# Texto de referencia:
********************

Alberto Palacios Lázaro

Alberto Palacios Lázaro


Luz fundida de agosto

09/08/2024

Conticinio, esa hora de la noche en la que todo está en silencio. Para alguien que bautizó así este espacio de opinión, las noches de verano son un motivo diario de celebración. Más, si cabe, las noches de agosto, que tienen la extremada generosidad de dejarnos creer eternos e invencibles bajo el escudo de las estrellas. Con los grillos, los hielos derritiéndose, las migas sobre la mesa, el café al fuego, el cenicero humeando, el libro esperando, el tiempo parándose y el futuro derritiéndose. Porque en agosto, algo contrarrevolucionario en estos tiempos, el mañana no existe. Nadie quiere mirar el calendario, porque nadie quiere ver cómo se acorta la diminuta mecha de las vacaciones. En agosto importa el ahora. La leve brisa que dura un suspiro, y ya. Lo demás, llegará. Las noches de agosto otorgan el lujo de disfrutar de la despaciosidad, algo que sólo se puede encontrar ya, en esta sociedad acelerada, en las privilegiadas muñecas de esos cuatro toreros tocados por la varita. Ahora, sólo van despacio las noches de agosto y los muletazos de Juan Ortega. Tan despacio como ese paseo nocturno al que se le roban zancadas hacia atrás porque, en el fondo, no queremos que termine nunca. Porque ese paseo siempre desemboca en el frío invierno y en la rutina, antes de terminar para siempre. Uno se aferra a la ilusión de eternidad que conceden las noches de agosto para caminar por la memoria, por los veranos de la infancia y por la Dehesa, que en el fondo es lo mismo. El recuerdo es nítido. En el office de su cocina había un gran armario lleno de zapatos. También, varias esponjas, gamuzas… Parecía un mueble compuesto por alguien que tuvo que limpiar botas para esquivar el hambre en su niñez. En la balda superior, relucía un balón de hexágonos rojos y negros. Delante de mí, mi postal del verano: un elegante cinturón de cuero, un pantalón oscuro con un inhalador azul petróleo en el bolsillo y una ancha espalda cubierta por una camisa blanca de hilo que extendía los brazos para alcanzar aquel tesoro esférico. Y empezaba el ritual. Me entregaba, delicado, la pelota, se limpiaba aquellos finos zapatos –"recuerda, los zapatos siempre limpios. No hay nada más importante"- y yo, camino de la Dehesa, le preguntaba: "¿Yayo, hoy juegas?". "¿De portero o de delantero?", respondía. Daba igual, siempre jugaba, con su inhalador azul petróleo en el bolsillo.

********************

# Entradas extraídas:

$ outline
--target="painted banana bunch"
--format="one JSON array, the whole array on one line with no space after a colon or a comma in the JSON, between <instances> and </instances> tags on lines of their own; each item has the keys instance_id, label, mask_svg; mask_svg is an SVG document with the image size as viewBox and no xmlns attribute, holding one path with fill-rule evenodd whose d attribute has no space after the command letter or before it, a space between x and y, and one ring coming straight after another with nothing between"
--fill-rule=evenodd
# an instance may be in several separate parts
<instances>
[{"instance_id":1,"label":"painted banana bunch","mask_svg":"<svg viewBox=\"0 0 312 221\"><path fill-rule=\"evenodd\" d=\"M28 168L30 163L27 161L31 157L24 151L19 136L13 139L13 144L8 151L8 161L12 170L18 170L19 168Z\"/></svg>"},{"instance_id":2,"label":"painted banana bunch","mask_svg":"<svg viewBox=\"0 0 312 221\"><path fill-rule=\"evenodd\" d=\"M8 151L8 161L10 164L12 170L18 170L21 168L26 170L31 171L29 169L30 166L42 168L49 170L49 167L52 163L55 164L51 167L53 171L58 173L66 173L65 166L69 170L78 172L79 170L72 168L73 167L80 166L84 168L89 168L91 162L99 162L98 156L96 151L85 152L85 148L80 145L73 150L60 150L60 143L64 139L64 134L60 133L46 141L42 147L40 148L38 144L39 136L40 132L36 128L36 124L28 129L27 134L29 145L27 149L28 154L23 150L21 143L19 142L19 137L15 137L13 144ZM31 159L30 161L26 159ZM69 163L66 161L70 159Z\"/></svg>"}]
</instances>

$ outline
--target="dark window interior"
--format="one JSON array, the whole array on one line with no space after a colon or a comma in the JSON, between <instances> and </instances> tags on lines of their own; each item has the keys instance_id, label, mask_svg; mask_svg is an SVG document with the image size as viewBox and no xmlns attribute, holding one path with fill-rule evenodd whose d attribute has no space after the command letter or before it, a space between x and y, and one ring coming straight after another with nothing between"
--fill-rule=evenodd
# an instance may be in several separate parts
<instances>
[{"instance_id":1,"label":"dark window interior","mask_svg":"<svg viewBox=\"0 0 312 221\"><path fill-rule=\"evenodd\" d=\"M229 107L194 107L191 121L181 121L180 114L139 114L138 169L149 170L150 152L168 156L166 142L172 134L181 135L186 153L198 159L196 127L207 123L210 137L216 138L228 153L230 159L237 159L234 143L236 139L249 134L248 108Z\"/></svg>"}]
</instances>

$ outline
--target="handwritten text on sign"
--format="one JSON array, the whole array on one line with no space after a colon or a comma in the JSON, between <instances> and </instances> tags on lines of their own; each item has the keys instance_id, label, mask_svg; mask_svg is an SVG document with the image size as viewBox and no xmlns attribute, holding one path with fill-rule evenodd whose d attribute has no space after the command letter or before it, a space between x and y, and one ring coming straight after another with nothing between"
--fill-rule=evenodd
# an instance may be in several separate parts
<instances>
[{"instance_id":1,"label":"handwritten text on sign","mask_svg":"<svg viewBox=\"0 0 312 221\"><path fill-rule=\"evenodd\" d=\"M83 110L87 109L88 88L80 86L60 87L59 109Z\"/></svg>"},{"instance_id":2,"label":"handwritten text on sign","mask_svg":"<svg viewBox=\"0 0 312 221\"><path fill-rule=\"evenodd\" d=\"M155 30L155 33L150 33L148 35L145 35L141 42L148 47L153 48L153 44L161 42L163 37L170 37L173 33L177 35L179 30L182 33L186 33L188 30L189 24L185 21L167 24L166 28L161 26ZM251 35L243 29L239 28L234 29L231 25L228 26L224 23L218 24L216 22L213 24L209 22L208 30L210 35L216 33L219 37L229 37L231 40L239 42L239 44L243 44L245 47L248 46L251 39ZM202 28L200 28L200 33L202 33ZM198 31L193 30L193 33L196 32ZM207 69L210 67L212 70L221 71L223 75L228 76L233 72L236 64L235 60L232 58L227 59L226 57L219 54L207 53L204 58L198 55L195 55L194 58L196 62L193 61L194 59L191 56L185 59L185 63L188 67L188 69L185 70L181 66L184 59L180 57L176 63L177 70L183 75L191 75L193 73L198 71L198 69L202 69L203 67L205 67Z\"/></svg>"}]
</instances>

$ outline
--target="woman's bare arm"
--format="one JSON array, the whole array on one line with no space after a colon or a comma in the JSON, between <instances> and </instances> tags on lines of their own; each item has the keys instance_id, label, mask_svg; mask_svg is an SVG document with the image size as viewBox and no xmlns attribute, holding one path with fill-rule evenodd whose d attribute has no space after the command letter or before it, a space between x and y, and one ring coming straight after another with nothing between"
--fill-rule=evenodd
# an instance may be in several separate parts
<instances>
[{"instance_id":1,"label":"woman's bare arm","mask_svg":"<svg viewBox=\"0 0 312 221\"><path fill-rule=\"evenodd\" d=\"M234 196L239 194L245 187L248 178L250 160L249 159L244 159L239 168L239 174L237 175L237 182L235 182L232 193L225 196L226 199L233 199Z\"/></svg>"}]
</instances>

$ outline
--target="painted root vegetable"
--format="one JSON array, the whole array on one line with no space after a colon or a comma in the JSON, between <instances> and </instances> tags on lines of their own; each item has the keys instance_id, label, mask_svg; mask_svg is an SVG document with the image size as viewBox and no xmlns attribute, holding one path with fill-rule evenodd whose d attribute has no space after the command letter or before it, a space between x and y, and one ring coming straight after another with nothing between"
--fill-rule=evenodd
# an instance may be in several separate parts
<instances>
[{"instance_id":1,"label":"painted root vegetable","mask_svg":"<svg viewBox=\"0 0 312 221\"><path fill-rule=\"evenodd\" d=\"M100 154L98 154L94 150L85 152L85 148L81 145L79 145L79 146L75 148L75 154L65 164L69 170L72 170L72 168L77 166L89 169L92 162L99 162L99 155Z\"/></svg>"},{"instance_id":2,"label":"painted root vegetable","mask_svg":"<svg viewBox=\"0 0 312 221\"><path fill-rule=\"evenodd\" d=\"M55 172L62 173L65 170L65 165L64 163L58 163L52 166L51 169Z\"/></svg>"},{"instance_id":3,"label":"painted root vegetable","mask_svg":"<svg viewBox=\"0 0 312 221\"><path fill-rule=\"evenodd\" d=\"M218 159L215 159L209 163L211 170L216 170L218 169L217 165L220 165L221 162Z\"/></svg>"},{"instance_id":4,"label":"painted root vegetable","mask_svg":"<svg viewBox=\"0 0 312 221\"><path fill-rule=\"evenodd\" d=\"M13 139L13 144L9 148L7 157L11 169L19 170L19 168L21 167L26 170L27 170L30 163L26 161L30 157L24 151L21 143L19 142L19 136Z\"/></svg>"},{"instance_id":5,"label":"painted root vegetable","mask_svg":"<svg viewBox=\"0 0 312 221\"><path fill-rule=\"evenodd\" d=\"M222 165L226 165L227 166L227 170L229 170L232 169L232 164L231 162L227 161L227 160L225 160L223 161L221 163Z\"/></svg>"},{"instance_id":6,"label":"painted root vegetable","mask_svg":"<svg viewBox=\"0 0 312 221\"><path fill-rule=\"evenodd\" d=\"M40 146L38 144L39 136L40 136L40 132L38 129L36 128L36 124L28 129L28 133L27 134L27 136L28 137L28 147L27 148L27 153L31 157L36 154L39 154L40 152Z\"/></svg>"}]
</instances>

********************

# Lista de tareas:
1. Responde según la columna:
(a) ¿Qué nombre recibe la hora de la noche en la que todo está en silencio?
(b) ¿De qué colores eran los hexágonos del balón de la balda superior?
(c) ¿Qué había en el bolsillo del pantalón oscuro?
2. Continúa la columna sobre las noches de agosto a partir de su última frase.
El listado procede de otra fuente distinta de la columna.

# Respuestas por tarea:
1.
(a) Conticinio.
(b) Rojos y negros.
(c) Un inhalador azul petróleo.

2.
Las noches de agosto son, sobre todo, para leer. Ayer, haciendo lo propio, me topé con este párrafo: "Tenía la sensación de que era como en el Jorobado de Notre Dame, donde tiene lugar una especie de fiesta del tonto y todos se burlan de una criatura en una celebración pública. Adivinad quién era la criatura este año". La escena, que da tanto para sanción como para un bochornoso vídeo viral, contaría con la indolencia del subdelegado del Gobierno de París y los vítores de la contentísima copiloto, concejala del distrito de Notre Dame. Creo que me han vendido la versión impugne del libro.